▸ Document
"""

Reputation: 181
I have a web application (tomcat 8.5.4, java 1.7.0_72) that was previously generating valid xlsx excel files using Apache POI. I'm working on converting the application to manage the jar dependencies with maven and now the file being generated is considered corrupted (or otherwise invalid) by excel. I haven't changed the code that generates the file at all and the jars included are mostly the same other than some version changes and removing some jars that were unused and not in the maven dependency tree (removed jars listed below).
Does anyone know what I could be doing to cause POI to generate the files differently or why excel thinks that these changes make it invalid? I've searched a lot for errors with POI and corrupted excel files and it looked like there were several bugs in POI were it could corrupt existing files or break creating large files, but nothing that looked like it applied in this case. I saw several questions here that looked like they could be similar but didn't end up applying.
When I change the xlsx files created before and after to zip files and extract them then compare the directories with windiff the differences are (working -> corrupted).
[content_types].xml
<?xml version="1.0" encoding="UTF-8" standalone="no"?> -> <?xml version="1.0" encoding="UTF-8" standalone="yes"?>
<Types xmlns="http://schemas.openxmlformats.org/package/2006/content-types"> -> <Types>
_rels.rels, _rels\workbook.xml.rels
<?xml version="1.0" encoding="UTF-8" standalone="no"?>
-> <?xml version="1.0" encoding="UTF-8" standalone="yes"?>
<Relationships xmlns="http://schemas.openxmlformats.org/package/2006/relationships"> -> <Relationships>
docprops\core.xml
The time created is different
<?xml version="1.0" encoding="UTF-8" standalone="no"?> -> <?xml version="1.0" encoding="UTF-8" standalone="yes"?>
xl\styles.xml
the numFmtId is 1 lower
xl\worksheets\sheet1.xml, docprops\app.xml, xl\sharedstrings.xml, xl\workbook.xml
Identical
My company is using a local artifactory repository instead of pointing at the official maven repository, so it's been lots of fun loading all the dependencies in. My assumption is that this is caused by a jar I'm missing or using the wrong version, but I'm not actually generating any errors, just getting a bad file.
I'm including poi-3.1.11.jar, poi-ooxml-3.11.jar, and poi-ooxml-schemas-3.11.jar. Previously we had commons-codec 1.9 in tomcat/lib and commons-codec 1.3 in WEB-INF/lib. Under maven I've included 1.9, although I also tried going back to 1.3 and the file was still corrupted.
I tried upgrading to all of the poi versions to 3.1.14, but that didn't solve it. I tried going back to the exact poi[-ooxml-schemas]-3.11-20141221 jars that were working before but that didn't solve it. I tried switching the SXSSFWorkbook to a normal XSSFWorkbook but that didn't solve it.
Here is a list of jars that I removed when converting to maven, would any of these have any affect on apache poi?
ecj-4.5.1
el-impl-2.2
itext-2.0.8
jimi-1.0
js
opencsv-1.8
standard (1.1.2)
Upvotes: 2
Views: 3716
Reputation: 11
Thanks for describing this issue, Tim.
In my case, the root cause of this problem was different. There are no explicit or transitive dependencies on Xalan or Xerces in my project.

"""

▸ Given instruction 1
Return the stretch of the records from the line containing "point: the green vegetation, one" through the end of the records, repeating each line exactly and omitting the pictures.

▸ Items
"""

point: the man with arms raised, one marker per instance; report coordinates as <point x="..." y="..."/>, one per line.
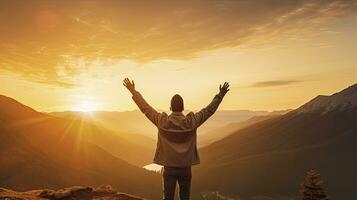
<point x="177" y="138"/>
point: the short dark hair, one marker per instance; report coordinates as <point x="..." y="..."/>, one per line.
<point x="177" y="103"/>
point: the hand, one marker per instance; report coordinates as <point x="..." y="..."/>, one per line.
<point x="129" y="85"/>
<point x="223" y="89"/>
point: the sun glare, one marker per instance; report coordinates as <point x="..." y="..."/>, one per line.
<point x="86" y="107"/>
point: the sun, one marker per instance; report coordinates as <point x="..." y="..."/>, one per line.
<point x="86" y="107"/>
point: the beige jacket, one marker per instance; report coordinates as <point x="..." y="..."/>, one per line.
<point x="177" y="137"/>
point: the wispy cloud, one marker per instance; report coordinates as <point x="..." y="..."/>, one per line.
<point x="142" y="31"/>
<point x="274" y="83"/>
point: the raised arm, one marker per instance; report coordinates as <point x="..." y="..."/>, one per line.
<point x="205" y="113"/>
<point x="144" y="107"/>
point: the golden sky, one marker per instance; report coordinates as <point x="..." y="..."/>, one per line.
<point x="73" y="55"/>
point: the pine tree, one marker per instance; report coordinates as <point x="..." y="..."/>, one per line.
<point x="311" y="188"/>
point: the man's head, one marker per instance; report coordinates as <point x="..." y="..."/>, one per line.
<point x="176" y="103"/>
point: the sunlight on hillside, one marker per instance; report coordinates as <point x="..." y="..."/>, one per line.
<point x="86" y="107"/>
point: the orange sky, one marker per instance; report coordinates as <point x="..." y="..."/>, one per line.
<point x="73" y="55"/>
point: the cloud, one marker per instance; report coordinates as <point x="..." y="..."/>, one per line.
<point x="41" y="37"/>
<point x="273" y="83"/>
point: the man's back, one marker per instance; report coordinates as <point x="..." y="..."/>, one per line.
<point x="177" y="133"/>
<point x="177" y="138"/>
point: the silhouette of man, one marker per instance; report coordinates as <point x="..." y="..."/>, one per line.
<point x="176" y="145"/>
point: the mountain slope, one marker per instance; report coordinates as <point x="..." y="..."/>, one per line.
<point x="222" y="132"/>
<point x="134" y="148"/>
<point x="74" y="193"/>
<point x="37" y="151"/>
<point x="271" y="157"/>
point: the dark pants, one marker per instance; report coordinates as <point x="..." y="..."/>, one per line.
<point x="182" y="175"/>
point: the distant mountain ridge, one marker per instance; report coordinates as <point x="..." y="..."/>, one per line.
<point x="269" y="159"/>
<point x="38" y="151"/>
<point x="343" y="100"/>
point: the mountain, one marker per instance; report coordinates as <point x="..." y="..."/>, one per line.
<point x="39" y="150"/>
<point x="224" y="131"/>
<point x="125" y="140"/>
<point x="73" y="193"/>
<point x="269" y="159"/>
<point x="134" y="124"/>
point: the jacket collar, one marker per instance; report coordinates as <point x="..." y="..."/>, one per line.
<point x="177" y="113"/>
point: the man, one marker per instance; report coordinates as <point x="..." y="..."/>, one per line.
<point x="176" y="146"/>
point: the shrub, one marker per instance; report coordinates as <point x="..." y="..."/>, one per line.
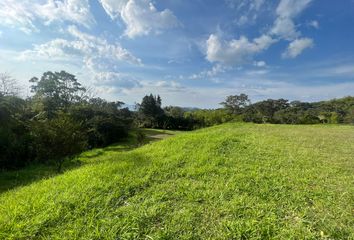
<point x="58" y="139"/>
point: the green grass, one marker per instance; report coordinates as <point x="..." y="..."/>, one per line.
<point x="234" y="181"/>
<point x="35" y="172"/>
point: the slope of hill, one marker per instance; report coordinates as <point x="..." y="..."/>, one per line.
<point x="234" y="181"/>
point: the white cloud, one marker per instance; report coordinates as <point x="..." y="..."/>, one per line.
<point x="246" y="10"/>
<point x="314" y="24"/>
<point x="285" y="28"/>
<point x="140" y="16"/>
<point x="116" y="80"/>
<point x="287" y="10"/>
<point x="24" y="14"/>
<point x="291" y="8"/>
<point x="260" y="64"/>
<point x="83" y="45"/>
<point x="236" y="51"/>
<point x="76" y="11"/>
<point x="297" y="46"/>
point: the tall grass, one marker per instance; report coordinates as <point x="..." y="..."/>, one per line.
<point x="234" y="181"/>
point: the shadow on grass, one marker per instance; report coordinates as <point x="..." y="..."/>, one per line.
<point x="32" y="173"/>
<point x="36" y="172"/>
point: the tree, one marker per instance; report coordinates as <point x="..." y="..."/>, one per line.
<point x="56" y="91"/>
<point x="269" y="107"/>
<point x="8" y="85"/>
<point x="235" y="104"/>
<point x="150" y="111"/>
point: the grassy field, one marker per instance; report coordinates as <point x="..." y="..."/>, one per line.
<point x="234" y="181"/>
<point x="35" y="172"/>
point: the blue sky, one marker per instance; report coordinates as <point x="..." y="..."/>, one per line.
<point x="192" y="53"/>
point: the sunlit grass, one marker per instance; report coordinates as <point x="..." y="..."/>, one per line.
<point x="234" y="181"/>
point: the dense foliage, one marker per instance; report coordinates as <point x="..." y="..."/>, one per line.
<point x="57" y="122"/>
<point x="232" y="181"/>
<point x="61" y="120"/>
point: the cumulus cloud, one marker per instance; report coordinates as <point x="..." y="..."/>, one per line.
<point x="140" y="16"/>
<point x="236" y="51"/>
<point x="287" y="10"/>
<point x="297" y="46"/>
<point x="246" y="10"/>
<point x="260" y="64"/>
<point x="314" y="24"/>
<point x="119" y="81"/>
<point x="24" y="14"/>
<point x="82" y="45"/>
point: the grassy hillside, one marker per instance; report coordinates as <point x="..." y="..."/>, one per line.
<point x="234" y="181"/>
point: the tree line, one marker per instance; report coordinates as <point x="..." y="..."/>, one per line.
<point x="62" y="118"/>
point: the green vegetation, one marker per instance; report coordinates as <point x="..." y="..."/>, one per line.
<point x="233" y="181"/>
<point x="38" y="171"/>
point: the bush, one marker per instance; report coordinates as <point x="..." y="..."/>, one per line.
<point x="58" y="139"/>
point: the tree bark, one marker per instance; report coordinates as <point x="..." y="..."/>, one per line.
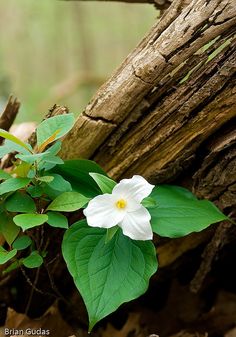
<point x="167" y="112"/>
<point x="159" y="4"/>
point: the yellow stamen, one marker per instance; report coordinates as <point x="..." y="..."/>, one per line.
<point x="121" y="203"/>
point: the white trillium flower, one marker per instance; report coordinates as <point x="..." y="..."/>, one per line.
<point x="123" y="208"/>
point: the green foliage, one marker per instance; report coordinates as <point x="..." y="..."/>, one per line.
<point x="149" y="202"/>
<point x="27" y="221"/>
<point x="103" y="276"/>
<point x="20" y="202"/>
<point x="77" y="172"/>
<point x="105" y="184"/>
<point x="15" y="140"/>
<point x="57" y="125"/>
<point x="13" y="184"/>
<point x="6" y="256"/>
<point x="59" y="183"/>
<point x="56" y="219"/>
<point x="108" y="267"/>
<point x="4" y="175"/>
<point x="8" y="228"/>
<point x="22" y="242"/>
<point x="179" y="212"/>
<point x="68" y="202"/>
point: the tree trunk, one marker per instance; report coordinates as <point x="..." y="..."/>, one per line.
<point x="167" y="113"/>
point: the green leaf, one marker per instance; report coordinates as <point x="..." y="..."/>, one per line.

"""

▸ Given instruction 2
In the thread about corrupted Excel files from Apache POI, which commons-codec versions were previously in tomcat/lib and in WEB-INF/lib?

▸ Right answer 1
point: the green vegetation, one marker per instance; report coordinates as <point x="..." y="..."/>, one per line.
<point x="233" y="181"/>
<point x="38" y="171"/>
point: the bush, one marker per instance; report coordinates as <point x="..." y="..."/>, one per line.
<point x="58" y="139"/>
point: the tree bark, one marker per instance; report coordinates as <point x="..." y="..."/>, one per line.
<point x="167" y="112"/>
<point x="159" y="4"/>
point: the yellow stamen, one marker per instance; report coordinates as <point x="..." y="..."/>, one per line.
<point x="121" y="203"/>
point: the white trillium flower, one marker per instance; report coordinates as <point x="..." y="..."/>, one per line.
<point x="123" y="208"/>
point: the green foliage, one marker per instance; report coordinates as <point x="..." y="..."/>, one per line.
<point x="149" y="202"/>
<point x="27" y="221"/>
<point x="103" y="276"/>
<point x="20" y="202"/>
<point x="77" y="172"/>
<point x="105" y="184"/>
<point x="15" y="140"/>
<point x="57" y="125"/>
<point x="13" y="184"/>
<point x="6" y="256"/>
<point x="59" y="183"/>
<point x="56" y="219"/>
<point x="108" y="267"/>
<point x="4" y="175"/>
<point x="8" y="228"/>
<point x="22" y="242"/>
<point x="179" y="212"/>
<point x="68" y="202"/>
point: the tree trunk, one marker per instance; report coordinates as <point x="..." y="..."/>, one per line.
<point x="167" y="113"/>
point: the green leaf, one marker per instance; report coordinates as <point x="..." y="..."/>, one per line.

▸ Right answer 2
Version 1.9 was in tomcat/lib and version 1.3 was in WEB-INF/lib.